= EXERCISE DETAILS =
Rewrite each of the items below as an entry in a numbered list, omitting any blank lines.

· · ·

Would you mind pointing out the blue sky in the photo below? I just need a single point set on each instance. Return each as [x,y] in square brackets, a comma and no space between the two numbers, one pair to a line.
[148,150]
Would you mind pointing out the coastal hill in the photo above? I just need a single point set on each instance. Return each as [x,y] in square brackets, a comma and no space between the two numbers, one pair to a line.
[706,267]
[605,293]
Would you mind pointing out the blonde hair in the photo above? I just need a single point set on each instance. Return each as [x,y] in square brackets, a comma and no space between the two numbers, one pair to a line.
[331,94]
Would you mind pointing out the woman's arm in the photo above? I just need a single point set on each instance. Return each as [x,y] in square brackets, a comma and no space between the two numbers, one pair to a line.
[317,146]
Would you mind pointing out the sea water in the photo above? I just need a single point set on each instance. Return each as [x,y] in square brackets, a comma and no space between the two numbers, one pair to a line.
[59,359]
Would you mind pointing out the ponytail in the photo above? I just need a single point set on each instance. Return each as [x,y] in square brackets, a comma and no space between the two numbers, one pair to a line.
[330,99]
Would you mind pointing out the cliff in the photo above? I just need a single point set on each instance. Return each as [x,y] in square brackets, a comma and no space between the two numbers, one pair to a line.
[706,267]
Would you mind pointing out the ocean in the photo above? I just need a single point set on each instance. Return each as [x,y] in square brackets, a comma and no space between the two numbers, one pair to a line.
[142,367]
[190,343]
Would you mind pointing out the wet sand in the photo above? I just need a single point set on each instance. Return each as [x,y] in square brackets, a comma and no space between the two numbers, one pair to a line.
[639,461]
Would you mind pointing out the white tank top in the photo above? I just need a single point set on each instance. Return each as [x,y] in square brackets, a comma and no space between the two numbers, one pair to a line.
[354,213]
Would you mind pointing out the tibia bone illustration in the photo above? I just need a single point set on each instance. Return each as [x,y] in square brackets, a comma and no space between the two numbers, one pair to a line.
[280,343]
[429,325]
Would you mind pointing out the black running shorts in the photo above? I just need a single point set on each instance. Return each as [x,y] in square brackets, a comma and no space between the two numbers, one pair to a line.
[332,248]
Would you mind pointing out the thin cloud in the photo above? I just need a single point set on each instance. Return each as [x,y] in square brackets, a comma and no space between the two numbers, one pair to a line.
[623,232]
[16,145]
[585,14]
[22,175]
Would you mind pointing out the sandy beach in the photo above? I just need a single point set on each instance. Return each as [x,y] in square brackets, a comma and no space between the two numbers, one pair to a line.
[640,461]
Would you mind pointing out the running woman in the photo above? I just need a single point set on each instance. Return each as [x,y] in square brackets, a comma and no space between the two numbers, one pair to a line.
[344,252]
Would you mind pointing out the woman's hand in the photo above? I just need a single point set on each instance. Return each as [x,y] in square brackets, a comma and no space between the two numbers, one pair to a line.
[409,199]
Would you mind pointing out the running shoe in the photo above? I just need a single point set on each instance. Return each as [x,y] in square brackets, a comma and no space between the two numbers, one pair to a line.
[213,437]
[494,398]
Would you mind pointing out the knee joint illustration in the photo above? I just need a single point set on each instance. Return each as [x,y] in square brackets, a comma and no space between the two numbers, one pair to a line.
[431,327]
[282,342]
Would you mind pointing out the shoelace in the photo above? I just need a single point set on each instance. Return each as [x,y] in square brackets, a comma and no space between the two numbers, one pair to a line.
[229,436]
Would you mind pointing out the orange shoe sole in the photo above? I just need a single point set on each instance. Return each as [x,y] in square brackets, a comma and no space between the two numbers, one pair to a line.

· · ·

= RESULT =
1. Would you mind pointing out the blue sky in the photo below? I just need a single point set on each instance. Return each as [x,y] in square brackets, a comma and no space between the two numbers, one pair to a line.
2. [148,150]
3. Would you mind pointing out the coastal hill in the photo above? I just need a single point set on each instance. Return each as [x,y] in square brackets, a comma and no space between the two numbers, one pair to a line.
4. [706,267]
5. [605,293]
6. Would you mind pointing out the blonde hair in the photo above? I just need a single point set on each instance. Return each as [x,y] in square brackets, a comma and no space between the two numbers, one pair to a line.
7. [331,94]
8. Would you mind pointing out the woman's arm in the photo above? I just need a single point set on each instance. Return each as [x,y] in square brackets, a comma and no space between the two numbers, one pair to a line.
9. [317,146]
10. Would you mind pointing out the sea water in the photo above? I just need a single point set on each instance. Return each as [x,y] in square brackets, a comma and no space between the two numbers, one pair to a line.
11. [59,359]
12. Would you mind pointing out the ponytail in the photo above? I just need a single point set on each instance. Return each as [x,y] in square brackets, a comma and no space between the two numbers, one pair to a line.
13. [330,99]
14. Would you mind pointing out the cliff in the photo above? I just need a single point set on each instance. Return each as [x,y] in square brackets, a comma and no space between the two numbers, one pair to a line.
15. [706,267]
16. Would you mind pointing out the ocean in the photo above? I just need a single point set on each instance. Return each as [x,y] in square brackets, a comma and no space between the two numbers, one pair to a line.
17. [142,367]
18. [190,343]
19. Would you mind pointing out the wet sand in the photo above? I just need a single point set on each instance. Return each as [x,y] in square brackets, a comma and no space between the two numbers, one pair to a line.
20. [639,461]
21. Would you mind pointing out the white tank top in the photo above? I just need a single point set on each instance. Return each as [x,y] in square brackets, a comma and no space between the two numbers, one pair to a line.
22. [354,213]
23. Would you mind pointing out the tibia bone illustration in the photo above? I just need a single point set on each instance. Return each as [x,y] in square brackets, a comma and no space between the two numbers, one pair to a line.
24. [280,343]
25. [429,325]
26. Would you mind pointing out the black running shorts in the photo above? I just need a single point set on each instance. Return each as [x,y] in square brackets, a comma and no space between the two numbers, one pair to a line.
27. [332,248]
28. Would you mind pointing out the thin cloud in the photo above? I just need a single point set on each instance. Return each as [x,y] in square brackets, a comma and no space between the two numbers, one pair to a line.
29. [623,232]
30. [16,145]
31. [585,14]
32. [22,175]
33. Would you mind pointing out the sandy beach in the photo above? I just need a single point set on each instance. Return each as [x,y] in square brackets, a comma and no space between the two numbers, one pair to a line.
34. [640,461]
35. Would you mind pointing out the running woman in the photo above? I just need a single point set on each instance. Return each as [x,y] in square brackets, a comma and no space between the two numbers, one pair to a line.
36. [344,252]
37. Would you mind pointing out the woman's hand in the photo above? I just need a single point set on each instance. Return each as [x,y] in square brackets, a comma and no space between the two numbers, one pair to a line.
38. [409,199]
39. Would you mind pointing out the running shoe in the photo above? I just need a single point set on each instance. Return each as [x,y] in square brackets, a comma and no space between the two numbers, one pair to a line.
40. [213,437]
41. [494,398]
42. Would you mind pointing out the knee joint illustration in the photo above? I just need a single point set on each instance. Return each as [x,y] in square brackets, a comma and no space between the two numbers, one pair to a line.
43. [431,327]
44. [282,342]
45. Would you mind pointing out the shoelace in the photo above? I just need a single point set on each instance. Return each as [x,y] in square brackets, a comma and no space between the two numbers, one pair to a line.
46. [229,436]
47. Would you mind pointing out the orange shoe sole in the photo above? I just need a single point set on each instance. Return each as [x,y] in square brackets, a comma and no space between the two numbers, one pair to a line.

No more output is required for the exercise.